Lo malo de las herencias es que suelen implicar la muerte de quien las lega, por lo que resulta agridulce recibir algo bueno de una persona que ya no está para acompañarnos a disfrutarlo. Y no se puede pasar por alto lo peor: la posibilidad de heredar algo valioso despierta tal avaricia en algunos, que son capaces de llegar al extremo de despojar a los legítimos herederos y quedarse con todo o con más de lo que les corresponde. ¡Cuántos pleitos por herencias, por pequeñas o grandes que éstas sean, rompen familias y amistades, dejando a los involucrados inconformes, quejosos, resentidos, enemistados!
Qué bueno sería que pudiera haber una herencia que no implicara nada negativo: ni la muerte de quien la da ni la insatisfacción de quien la recibe; una herencia tan maravillosa y tan perfectamente repartida, que todos los que la compartieran quedaran verdaderamente felices. ¿Te parece imposible? ¡No lo es! Existe una herencia semejante, y lo mejor de todo es que ¡tú eres uno de los afortunados herederos!

■ ■ ■

QUÉ HACER:
Resume en dos oraciones el fragmento sobre las herencias. Responde basándote únicamente en el fragmento.

Entradas de datos guardadas:

■ ■ ■

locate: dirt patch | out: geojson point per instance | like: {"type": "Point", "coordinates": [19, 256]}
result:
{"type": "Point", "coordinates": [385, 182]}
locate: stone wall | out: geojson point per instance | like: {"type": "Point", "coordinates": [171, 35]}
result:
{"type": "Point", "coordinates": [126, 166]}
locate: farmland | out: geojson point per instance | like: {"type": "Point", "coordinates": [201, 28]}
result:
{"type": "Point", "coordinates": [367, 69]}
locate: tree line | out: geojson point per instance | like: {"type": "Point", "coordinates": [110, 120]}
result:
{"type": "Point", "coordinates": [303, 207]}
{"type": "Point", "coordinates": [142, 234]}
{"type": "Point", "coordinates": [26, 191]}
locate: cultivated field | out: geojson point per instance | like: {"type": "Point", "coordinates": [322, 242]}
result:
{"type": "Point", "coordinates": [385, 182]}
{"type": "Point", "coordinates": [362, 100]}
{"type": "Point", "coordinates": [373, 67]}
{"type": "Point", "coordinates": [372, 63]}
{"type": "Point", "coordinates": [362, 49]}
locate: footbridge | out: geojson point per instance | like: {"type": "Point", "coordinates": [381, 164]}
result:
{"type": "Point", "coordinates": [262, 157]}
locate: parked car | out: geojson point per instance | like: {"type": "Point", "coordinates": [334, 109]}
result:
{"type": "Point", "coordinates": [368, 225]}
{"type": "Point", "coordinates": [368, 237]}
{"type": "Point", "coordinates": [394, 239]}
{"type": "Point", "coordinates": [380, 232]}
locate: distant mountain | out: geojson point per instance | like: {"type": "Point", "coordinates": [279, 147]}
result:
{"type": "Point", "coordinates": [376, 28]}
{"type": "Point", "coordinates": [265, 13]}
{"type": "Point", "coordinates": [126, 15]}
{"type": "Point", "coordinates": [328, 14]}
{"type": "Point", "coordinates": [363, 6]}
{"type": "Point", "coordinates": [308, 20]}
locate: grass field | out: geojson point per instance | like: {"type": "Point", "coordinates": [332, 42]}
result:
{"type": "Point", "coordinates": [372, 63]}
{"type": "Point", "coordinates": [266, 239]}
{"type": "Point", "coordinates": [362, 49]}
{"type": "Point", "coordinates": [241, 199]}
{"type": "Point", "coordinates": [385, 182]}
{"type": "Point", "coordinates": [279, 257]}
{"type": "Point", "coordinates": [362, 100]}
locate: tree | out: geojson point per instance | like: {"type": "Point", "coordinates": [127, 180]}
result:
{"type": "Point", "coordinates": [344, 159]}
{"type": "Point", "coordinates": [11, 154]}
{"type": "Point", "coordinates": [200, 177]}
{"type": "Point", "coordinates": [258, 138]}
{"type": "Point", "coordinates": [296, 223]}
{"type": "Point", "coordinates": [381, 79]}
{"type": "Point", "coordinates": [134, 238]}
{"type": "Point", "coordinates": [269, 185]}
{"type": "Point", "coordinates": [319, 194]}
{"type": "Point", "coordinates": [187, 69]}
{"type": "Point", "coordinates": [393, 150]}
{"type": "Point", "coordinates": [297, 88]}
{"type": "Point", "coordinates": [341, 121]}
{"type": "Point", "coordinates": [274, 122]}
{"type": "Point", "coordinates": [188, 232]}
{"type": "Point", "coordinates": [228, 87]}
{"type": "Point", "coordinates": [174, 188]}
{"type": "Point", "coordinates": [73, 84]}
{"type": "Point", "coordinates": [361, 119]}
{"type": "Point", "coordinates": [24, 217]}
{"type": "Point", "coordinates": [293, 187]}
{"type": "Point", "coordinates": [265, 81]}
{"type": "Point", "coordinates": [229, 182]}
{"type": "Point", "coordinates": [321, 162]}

■ ■ ■

SOLUCIÓN:
Las herencias suelen implicar la muerte de quien las lega y pueden despertar una avaricia que lleva a despojar a los legítimos herederos, lo que provoca pleitos que rompen familias y amistades. Sin embargo, existe una herencia sin nada negativo, que no implica la muerte de quien la da ni la insatisfacción de quien la recibe, y el lector es uno de sus afortunados herederos.